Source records
════════════════

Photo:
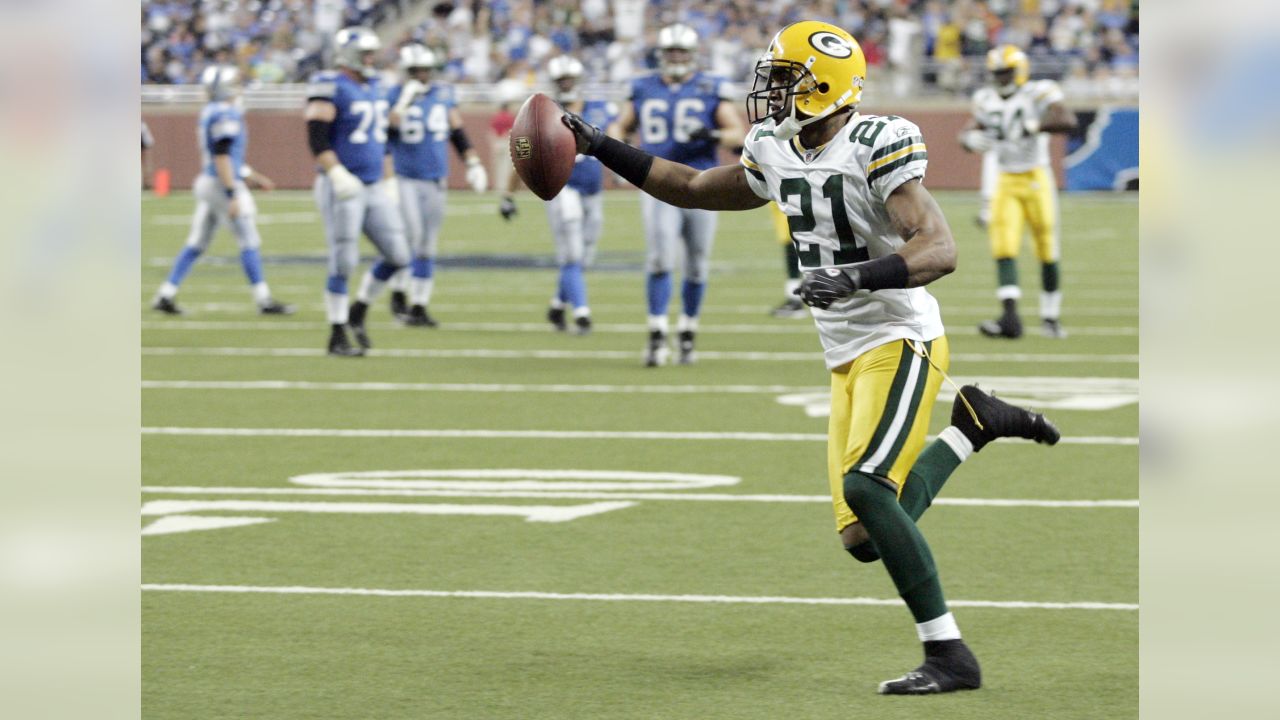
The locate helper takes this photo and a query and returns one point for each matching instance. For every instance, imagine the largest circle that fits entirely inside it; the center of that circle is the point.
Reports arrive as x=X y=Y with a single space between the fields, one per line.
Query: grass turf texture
x=214 y=655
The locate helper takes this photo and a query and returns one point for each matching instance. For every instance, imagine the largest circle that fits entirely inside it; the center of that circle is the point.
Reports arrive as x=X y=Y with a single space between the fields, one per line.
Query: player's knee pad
x=863 y=551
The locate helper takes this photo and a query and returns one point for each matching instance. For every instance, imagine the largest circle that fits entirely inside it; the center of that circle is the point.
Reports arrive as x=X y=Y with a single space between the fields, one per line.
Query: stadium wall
x=278 y=146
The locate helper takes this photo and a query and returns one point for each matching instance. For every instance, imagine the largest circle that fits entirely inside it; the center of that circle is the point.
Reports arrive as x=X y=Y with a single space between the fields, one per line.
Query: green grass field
x=400 y=537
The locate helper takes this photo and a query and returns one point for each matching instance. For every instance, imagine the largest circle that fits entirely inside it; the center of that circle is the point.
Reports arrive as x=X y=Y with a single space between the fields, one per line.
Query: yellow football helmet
x=1009 y=68
x=817 y=65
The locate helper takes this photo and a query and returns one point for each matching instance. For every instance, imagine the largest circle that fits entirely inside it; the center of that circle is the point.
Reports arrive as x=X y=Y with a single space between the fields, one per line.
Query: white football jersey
x=833 y=197
x=1005 y=117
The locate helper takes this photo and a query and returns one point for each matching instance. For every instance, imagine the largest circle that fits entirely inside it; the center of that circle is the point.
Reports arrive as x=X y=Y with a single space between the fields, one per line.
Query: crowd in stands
x=920 y=45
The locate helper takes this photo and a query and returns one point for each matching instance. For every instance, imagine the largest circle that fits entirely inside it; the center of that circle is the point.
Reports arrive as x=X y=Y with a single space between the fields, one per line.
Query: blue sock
x=182 y=265
x=383 y=270
x=423 y=268
x=693 y=296
x=252 y=263
x=659 y=292
x=572 y=286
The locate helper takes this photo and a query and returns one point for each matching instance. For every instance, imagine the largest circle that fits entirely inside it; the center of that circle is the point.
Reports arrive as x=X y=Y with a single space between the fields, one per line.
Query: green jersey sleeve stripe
x=886 y=169
x=896 y=146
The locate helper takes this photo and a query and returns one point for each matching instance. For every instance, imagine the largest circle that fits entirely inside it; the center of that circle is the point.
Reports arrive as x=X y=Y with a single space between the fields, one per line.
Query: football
x=542 y=147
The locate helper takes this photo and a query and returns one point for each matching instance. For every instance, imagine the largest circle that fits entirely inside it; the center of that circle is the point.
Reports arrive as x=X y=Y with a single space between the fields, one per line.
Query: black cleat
x=999 y=419
x=339 y=346
x=1008 y=326
x=1052 y=327
x=275 y=308
x=657 y=351
x=400 y=305
x=790 y=308
x=949 y=666
x=420 y=318
x=556 y=317
x=686 y=347
x=167 y=305
x=356 y=319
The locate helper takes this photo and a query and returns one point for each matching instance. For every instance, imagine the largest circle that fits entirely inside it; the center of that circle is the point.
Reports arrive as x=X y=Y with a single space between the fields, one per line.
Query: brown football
x=542 y=147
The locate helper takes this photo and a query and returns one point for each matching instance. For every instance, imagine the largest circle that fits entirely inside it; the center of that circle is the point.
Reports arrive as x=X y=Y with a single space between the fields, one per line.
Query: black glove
x=703 y=132
x=507 y=209
x=589 y=137
x=823 y=287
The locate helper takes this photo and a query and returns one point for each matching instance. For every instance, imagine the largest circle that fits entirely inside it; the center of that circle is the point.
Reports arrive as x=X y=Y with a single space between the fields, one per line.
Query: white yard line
x=544 y=328
x=624 y=597
x=543 y=434
x=630 y=496
x=616 y=355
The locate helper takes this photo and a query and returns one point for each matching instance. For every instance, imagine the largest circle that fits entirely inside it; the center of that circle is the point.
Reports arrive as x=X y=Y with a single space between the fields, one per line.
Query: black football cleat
x=420 y=318
x=1052 y=328
x=686 y=347
x=949 y=666
x=400 y=305
x=341 y=347
x=556 y=317
x=657 y=351
x=167 y=305
x=275 y=308
x=1008 y=326
x=356 y=320
x=999 y=419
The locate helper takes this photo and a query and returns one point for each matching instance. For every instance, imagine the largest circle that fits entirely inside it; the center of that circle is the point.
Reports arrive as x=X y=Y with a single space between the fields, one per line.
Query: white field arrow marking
x=187 y=523
x=530 y=513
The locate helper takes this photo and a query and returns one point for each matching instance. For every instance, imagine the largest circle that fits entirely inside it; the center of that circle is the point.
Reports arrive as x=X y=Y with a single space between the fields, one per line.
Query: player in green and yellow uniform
x=1014 y=117
x=868 y=237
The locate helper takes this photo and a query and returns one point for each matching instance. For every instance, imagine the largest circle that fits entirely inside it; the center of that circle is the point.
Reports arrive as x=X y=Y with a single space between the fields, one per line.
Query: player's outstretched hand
x=589 y=137
x=507 y=208
x=823 y=287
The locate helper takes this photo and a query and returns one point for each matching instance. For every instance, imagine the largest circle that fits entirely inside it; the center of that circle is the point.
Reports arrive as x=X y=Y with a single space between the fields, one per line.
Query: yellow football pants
x=880 y=414
x=1024 y=200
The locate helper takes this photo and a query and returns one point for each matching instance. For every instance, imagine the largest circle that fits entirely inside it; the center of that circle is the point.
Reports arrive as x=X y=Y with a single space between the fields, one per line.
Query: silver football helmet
x=353 y=49
x=565 y=72
x=676 y=48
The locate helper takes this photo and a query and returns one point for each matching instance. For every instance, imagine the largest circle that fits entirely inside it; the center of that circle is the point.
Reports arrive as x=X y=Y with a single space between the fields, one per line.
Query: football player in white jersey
x=869 y=237
x=1013 y=117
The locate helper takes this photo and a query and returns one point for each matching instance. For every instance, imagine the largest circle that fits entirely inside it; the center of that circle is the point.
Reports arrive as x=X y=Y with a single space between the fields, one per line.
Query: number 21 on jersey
x=831 y=224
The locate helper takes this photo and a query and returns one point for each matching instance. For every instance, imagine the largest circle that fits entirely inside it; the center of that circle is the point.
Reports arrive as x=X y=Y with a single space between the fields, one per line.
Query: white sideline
x=612 y=355
x=545 y=434
x=636 y=496
x=622 y=597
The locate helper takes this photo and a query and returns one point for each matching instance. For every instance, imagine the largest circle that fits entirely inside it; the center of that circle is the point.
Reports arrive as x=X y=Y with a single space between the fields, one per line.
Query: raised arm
x=717 y=188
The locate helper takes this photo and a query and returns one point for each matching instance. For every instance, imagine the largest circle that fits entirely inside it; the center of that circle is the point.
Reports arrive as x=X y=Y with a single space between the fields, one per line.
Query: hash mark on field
x=547 y=434
x=488 y=354
x=635 y=496
x=543 y=328
x=627 y=597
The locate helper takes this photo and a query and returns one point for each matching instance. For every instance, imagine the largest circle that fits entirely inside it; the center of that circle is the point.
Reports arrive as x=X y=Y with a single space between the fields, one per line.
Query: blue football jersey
x=667 y=114
x=359 y=132
x=420 y=149
x=588 y=174
x=219 y=122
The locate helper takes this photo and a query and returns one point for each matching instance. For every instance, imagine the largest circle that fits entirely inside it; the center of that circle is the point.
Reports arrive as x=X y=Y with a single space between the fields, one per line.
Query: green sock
x=1050 y=277
x=931 y=472
x=905 y=552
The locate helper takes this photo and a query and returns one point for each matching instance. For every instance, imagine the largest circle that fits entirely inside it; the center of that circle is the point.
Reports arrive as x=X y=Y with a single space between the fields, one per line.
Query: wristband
x=631 y=163
x=882 y=273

════════════════

Exact copy, no pictures: return the entries word for word.

ANSWER BELOW:
Photo:
The locate helper takes this photo and a query and returns one point for each matching instance. For every instance, imagine the largest circle that fits entirely inside it; the center of that circle is the point.
Reports arrive as x=X y=Y with a single space between the fields, one per line.
Query: grass turf texture
x=214 y=655
The locate helper takes this photo and a query and returns one point for each matching instance. For every instance, imagine the largest circle that fits entirely inside it; the center of that circle is the point.
Reports arrive as x=X y=Y with a single space between the fields, one per line.
Query: player's knee pad
x=863 y=551
The locate helper takes this photo and a query and returns one point for each matching instance. For every instance, imagine the largest circle that fits entirely inside it; the center of that circle is the point.
Reports arrive as x=X y=Y with a single space between the fields, one per line.
Query: stadium wall
x=278 y=146
The locate helper takes this photo and a query and returns one point for each matching instance. For every instance, imagine the largest circle that fits entirely inside it; the center of that circle is the point.
Reports arrive as x=X y=Y with a single space between the fields, one per line.
Query: green grass field
x=400 y=537
The locate helper takes this photo and a query and returns one point for each matching instance. For every instance, imagine the largest circle that fits entirely inside it; the center of that circle is the point.
Reports arrive as x=X y=Y with a single space between the fields, one per line.
Query: yellow football helmet
x=1009 y=68
x=817 y=65
The locate helper takes this photo and a query and returns one point for each matching instance. For every instance, imagine the largest circle that fits entirely inside it; the center of that circle is the point.
Reports arrive as x=X y=Y with a single space between the fields, one per line.
Query: white football jersey
x=833 y=197
x=1005 y=117
The locate helper takes this photo and a query and returns one point for each matching instance. For every instance, imagine the largest circle that fits entirely inside it; the center of that circle is the point.
Reports arrive as x=X y=Y with a single space between the fields, one per line.
Query: crowd in stands
x=920 y=45
The locate helper takes this photo and a query and returns one point for each matching instance. For every instance, imagine the largest circle that fits entirely inside it; the center of that circle is the point.
Reports arrive as x=X y=Y with a single space between the fields, one per line.
Query: blue sock
x=182 y=265
x=383 y=270
x=423 y=268
x=693 y=296
x=252 y=263
x=659 y=292
x=572 y=286
The locate helper takes this photo and a query and returns one point for each matching instance. For every instance, imagine the largest circle that fits entirely inside it; the center of that circle is the point.
Reports arrive as x=X y=Y with a single space between the fields, one per line.
Query: green jersey sleeve stripe
x=886 y=169
x=896 y=146
The locate helper takes this photo and a query and returns one point for each matching instance. For every instance, imagine the largest circle that fits entirely inside it; the center of that circle is the point.
Reports arrive as x=X y=Y with a single space between the fields, one per line.
Query: football
x=542 y=147
The locate helper takes this photo and a query and returns one point for each matching instance. For every instance, imagine the largest circle that fits entirely inside it; the center of that circle is the point.
Reports arrive as x=X y=Y with a single space between the fields, one per line.
Query: black cleat
x=999 y=419
x=339 y=346
x=1008 y=326
x=1052 y=327
x=275 y=308
x=657 y=351
x=400 y=305
x=790 y=308
x=949 y=666
x=420 y=318
x=556 y=317
x=686 y=347
x=167 y=305
x=356 y=319
The locate helper takes this photo and a query and returns one point for each matching instance. For every instance, imagine the largest circle that fits entirely inside it; the center of that circle is the point.
Reports arrive as x=X y=Y with a single space between the fields, one per line.
Query: brown football
x=542 y=147
The locate helper takes this photo and a query and returns one point for each matching instance. For every instance, imagine the largest circle that fits entirely inside it; the center of that circle is the point.
Reports arrive as x=X y=Y with a single space between the fields, one per line.
Query: black glove
x=703 y=132
x=507 y=209
x=589 y=137
x=823 y=287
The locate helper takes this photo and a query and returns one point for each matching instance. For every instance, imagine the largest circle that fits entirely inside it; the center of that circle is the point.
Reports arrive as x=X y=Y with a single space between the fields, one per line.
Query: white yard line
x=544 y=328
x=624 y=597
x=543 y=434
x=630 y=496
x=616 y=355
The locate helper takes this photo and a query and returns one point for each matching instance. For every instance, imagine the largest circle that fits entirely inside it; the center of that circle is the point.
Reports arrive as x=X y=Y with a single space between the fields, one per line.
Query: black football cleat
x=420 y=318
x=1052 y=328
x=686 y=347
x=949 y=666
x=400 y=305
x=341 y=347
x=556 y=317
x=657 y=351
x=167 y=305
x=275 y=308
x=1008 y=326
x=356 y=320
x=999 y=419
The locate helper takes this photo and a query and returns one point for each matching instance. For every instance, imagine the largest circle that fits entirely inside it; the center of that circle is the point.
Reports arrive as x=X y=Y with a single space between the fields, one per line.
Query: white field arrow marking
x=187 y=523
x=530 y=513
The locate helper takes this photo and a query and returns one point for each matching instance. For every instance, imagine the largest circle that fits entirely inside it; the center of that circle is the point.
Reports arrive as x=X y=Y with a single space between the fields, one per line.
Query: player in green and yellow uniform
x=1014 y=117
x=868 y=237
The locate helper takes this photo and a query and returns one point for each matching instance. For every instance, imagine the largest circle that fits entirely inside it; the center of that circle is the point.
Reports arrive as x=X y=Y with a single space between the fields, one per line.
Query: player's outstretched hand
x=589 y=137
x=507 y=208
x=823 y=287
The locate helper takes this photo and a query and returns one point for each matching instance. For every instance, imagine the largest circle that fits entirely inside it; the center of that circle is the point.
Reports arrive as x=X y=Y with a single space between the fields, one per line.
Query: yellow football pants
x=880 y=414
x=1024 y=200
The locate helper takes this photo and a query and returns one point for each matching instance. For every instance, imagine the largest circle that fits entirely inside it; the center of that circle is the point.
Reports arrive as x=X y=Y with a single space between the fields, one per line.
Query: silver football helmet
x=353 y=49
x=565 y=72
x=676 y=48
The locate helper takes this photo and a query and returns one point for each matching instance. For every instance, imagine the largest circle that fits entirely inside it; the center of that circle is the point.
Reports arrive as x=X y=Y with a single space between the fields, one per line.
Query: football player in white jersey
x=869 y=237
x=1013 y=117
The locate helper takes this photo and a query and returns one point for each matching instance. For every instance, imagine the largest circle that fits entirely inside it; the center of that circle is the point.
Reports arrive as x=X y=Y with a single space between the fields, one per line.
Query: number 21 on jersey
x=831 y=224
The locate helper takes this photo and a query and returns one point for each matching instance. For every instance, imagine the largest circle that fits entirely inside it; the center of that circle is the point.
Reports arrive as x=X y=Y with a single space between the fields, one per line.
Query: white sideline
x=612 y=355
x=545 y=434
x=636 y=496
x=622 y=597
The locate helper takes this photo and a query and returns one point for each matching instance. For every instance, imagine the largest circle that fits entirely inside it; the center of that circle is the point.
Reports arrive as x=X y=Y with a single space between the fields, one per line.
Query: raised arm
x=717 y=188
The locate helper takes this photo and a query and returns one point for each matching instance. For every instance, imagine the largest circle that fits entirely inside it; the center of that circle is the point.
Reports arrive as x=X y=Y with a single space between the fields, one per line.
Query: hash mark on field
x=547 y=434
x=488 y=354
x=635 y=496
x=543 y=328
x=627 y=597
The locate helper takes this photo and a query and returns one point for each matching instance. For every instance, imagine the largest circle that fits entirely inside it; the center of that circle is the point.
Reports arrive as x=X y=Y with a single space between the fields, one per line.
Query: blue football jersey
x=667 y=114
x=359 y=132
x=420 y=149
x=588 y=174
x=219 y=122
The locate helper takes this photo and a query and returns one point for each matching instance. For every instance, imagine the largest circle that fits entirely inside it; the center of that circle is the point.
Reports arrive as x=X y=Y with a single space between the fields, one per line.
Query: green sock
x=1050 y=277
x=931 y=472
x=905 y=552
The locate helper takes this photo and a query and returns one point for each matching instance. For every instance, imagine the largest circle that fits entirely inside it; the center of that circle is the point.
Reports arrive as x=X y=Y with a single space between the fields, one per line.
Query: wristband
x=631 y=163
x=882 y=273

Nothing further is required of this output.